__TASK OBJECTIVE__:
Only the lines from the one with "Mark the region" through the end of the data are wanted, copied exactly.

[Records from a data source]

- - -

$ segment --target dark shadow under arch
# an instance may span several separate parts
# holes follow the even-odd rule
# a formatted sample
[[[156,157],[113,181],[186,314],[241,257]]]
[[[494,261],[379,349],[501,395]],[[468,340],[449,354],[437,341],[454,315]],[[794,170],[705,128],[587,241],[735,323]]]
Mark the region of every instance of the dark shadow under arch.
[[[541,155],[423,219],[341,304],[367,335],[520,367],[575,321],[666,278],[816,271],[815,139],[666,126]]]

- - -

__ANSWER__:
Mark the region of every instance of the dark shadow under arch.
[[[541,155],[423,219],[341,304],[367,335],[520,367],[575,321],[666,278],[816,271],[815,139],[666,126]]]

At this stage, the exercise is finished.